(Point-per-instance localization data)
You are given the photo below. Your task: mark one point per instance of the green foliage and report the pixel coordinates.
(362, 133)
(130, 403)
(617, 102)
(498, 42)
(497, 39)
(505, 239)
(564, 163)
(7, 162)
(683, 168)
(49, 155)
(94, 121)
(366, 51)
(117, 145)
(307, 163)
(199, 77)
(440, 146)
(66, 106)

◆ **WHAT YOU HAVE TO DO**: An exact copy of every record is what the answer must contain.

◆ **WRITTEN SOLUTION**:
You are given the photo below. Your task: mark one point per instance of the green foliage and report the pixel coordinates.
(362, 133)
(130, 403)
(617, 102)
(498, 42)
(497, 39)
(505, 239)
(564, 163)
(7, 162)
(683, 168)
(49, 155)
(94, 121)
(366, 51)
(117, 145)
(307, 163)
(199, 77)
(440, 146)
(66, 106)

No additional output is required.